Periodic Reporting for period 2 - AIDD (Advanced machine learning for Innovative Drug Discovery)
Période du rapport: 2023-01-01 au 2025-03-31
1) To develop a suite of interoperable, open-source modular AI tools to support core tasks in computational chemistry and drug discovery, tailored primarily for the pharmaceutical sector.
2) To optimise de novo drug design using multi-modal data integration, enhancing molecular design through integration of diverse data types.
3) To implement AI-driven toxicity and side-effect prediction pipelines by developing robust AI modules capable of filtering out candidate molecules with undesirable properties such as toxicity, non-specificity, and adverse side effects.
4) To push innovation in reaction prediction and retrosynthetic planning, streamlining synthetic chemistry.
5) To create next-generation tools for Molecular Dynamics (MD) simulations: ML-enhanced tools to accelerate molecular dynamics simulations for binding affinity prediction.
6) To integrate explainability and expert knowledge into ML models, developing methodologies to incorporate human expert reasoning and provide interpretable AI outputs.
AIDD has produced a robust and interoperable suite of open-source tools addressing all of these aims, collectively forming the “One Chemistry” framework, which holds strong exploitation potential across the pharmaceutical industry and academic research.
(1) In developing interoperable, open-source AI tools for tasks like property prediction, molecule generation, and synthesis planning. ESRs 1–15 contributed modular tools to the “One Chemistry” platform, with integration led by ESRs 1 and 2. These tools were designed for flexibility and reuse across diverse research contexts.

▶ WHAT YOU NEED TO DO:
(A) According to the AIDD report, which ESRs led the integration of the modular tools into the "One Chemistry" platform?
(B) Duplicate the AIDD report from "2) To optimise" up to and including "adverse side effects.".
The rows below are not needed for this work.

▶ EXCERPTED RECORDS:
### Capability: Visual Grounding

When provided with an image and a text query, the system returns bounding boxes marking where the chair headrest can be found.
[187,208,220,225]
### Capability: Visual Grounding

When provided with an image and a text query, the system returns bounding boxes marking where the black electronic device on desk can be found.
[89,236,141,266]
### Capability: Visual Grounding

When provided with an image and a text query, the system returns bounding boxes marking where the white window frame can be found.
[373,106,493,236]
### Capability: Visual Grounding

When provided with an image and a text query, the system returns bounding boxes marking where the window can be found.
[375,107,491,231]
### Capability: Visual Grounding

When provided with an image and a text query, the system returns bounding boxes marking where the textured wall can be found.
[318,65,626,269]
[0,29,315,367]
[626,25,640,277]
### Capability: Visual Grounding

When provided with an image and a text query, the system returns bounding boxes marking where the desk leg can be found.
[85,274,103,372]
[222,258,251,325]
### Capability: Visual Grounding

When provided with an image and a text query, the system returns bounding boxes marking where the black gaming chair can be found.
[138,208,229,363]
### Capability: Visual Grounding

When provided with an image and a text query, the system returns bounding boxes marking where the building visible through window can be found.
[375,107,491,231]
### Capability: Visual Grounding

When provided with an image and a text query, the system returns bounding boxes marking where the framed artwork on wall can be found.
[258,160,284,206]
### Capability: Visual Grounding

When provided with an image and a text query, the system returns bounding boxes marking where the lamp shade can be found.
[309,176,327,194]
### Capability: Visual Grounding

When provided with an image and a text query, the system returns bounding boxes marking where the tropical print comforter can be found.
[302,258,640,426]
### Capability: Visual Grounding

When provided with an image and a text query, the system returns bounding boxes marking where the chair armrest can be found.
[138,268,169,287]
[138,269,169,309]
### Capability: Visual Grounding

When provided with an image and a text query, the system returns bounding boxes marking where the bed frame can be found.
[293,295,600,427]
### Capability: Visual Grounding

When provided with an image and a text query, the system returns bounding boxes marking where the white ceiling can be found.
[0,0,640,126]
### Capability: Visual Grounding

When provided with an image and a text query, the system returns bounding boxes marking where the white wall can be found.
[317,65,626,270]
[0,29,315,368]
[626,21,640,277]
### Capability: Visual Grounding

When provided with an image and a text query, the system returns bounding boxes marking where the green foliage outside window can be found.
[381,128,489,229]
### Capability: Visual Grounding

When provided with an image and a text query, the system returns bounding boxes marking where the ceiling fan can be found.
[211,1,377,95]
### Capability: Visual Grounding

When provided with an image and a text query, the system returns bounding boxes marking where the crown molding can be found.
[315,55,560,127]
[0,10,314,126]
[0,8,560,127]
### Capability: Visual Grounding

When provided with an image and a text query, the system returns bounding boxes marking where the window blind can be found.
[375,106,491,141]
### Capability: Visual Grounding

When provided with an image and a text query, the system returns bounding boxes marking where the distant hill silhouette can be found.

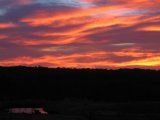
[0,66,160,101]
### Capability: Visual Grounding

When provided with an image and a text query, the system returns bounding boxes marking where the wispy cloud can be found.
[0,0,160,68]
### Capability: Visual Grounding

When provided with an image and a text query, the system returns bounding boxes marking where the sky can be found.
[0,0,160,69]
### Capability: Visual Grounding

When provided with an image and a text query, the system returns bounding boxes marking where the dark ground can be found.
[0,66,160,120]
[0,100,160,120]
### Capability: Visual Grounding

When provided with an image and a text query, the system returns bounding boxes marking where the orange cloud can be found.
[137,25,160,32]
[0,51,160,68]
[0,23,16,29]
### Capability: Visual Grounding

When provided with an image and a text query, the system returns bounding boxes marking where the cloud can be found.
[0,0,160,68]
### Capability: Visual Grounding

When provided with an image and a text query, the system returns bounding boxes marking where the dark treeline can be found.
[0,66,160,101]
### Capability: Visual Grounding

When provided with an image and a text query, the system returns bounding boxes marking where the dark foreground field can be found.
[0,100,160,120]
[0,66,160,120]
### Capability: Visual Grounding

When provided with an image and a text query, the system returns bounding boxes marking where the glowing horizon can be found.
[0,0,160,69]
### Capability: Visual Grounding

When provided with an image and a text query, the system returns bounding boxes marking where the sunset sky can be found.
[0,0,160,69]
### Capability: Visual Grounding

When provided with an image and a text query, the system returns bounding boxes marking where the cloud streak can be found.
[0,0,160,68]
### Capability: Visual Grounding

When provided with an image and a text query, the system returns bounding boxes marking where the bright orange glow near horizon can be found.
[0,0,160,69]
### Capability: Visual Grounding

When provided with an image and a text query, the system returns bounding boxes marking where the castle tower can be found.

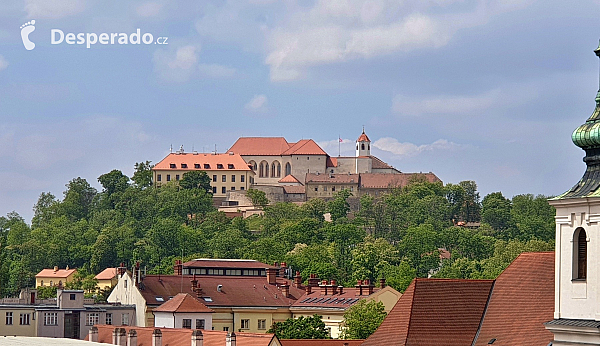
[545,40,600,345]
[356,126,371,157]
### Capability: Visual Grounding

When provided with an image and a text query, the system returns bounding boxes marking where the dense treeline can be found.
[0,162,554,296]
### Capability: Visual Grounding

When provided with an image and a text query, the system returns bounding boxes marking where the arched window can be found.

▶ RESPONSES IN ORDER:
(A) ESRs 1 and 2

(B)
2) To optimise de novo drug design using multi-modal data integration, enhancing molecular design through integration of diverse data types.
3) To implement AI-driven toxicity and side-effect prediction pipelines by developing robust AI modules capable of filtering out candidate molecules with undesirable properties such as toxicity, non-specificity, and adverse side effects.